▼

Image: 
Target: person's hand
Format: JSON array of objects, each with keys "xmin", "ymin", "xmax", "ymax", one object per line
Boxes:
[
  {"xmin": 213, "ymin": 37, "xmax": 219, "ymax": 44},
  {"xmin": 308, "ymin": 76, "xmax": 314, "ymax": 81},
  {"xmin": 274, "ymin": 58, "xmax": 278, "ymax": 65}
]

▲

#### [GOAL OF THE EXERCISE]
Rewrite every line of the listing above as a numbered list, omitting any blank lines.

#### [FULL RESPONSE]
1. Image: 
2. Target: person's hand
3. Format: JSON array of objects, each with keys "xmin", "ymin", "xmax", "ymax", one object per line
4. Boxes:
5. [
6.   {"xmin": 213, "ymin": 37, "xmax": 219, "ymax": 44},
7.   {"xmin": 308, "ymin": 76, "xmax": 314, "ymax": 81},
8.   {"xmin": 274, "ymin": 58, "xmax": 278, "ymax": 65}
9. ]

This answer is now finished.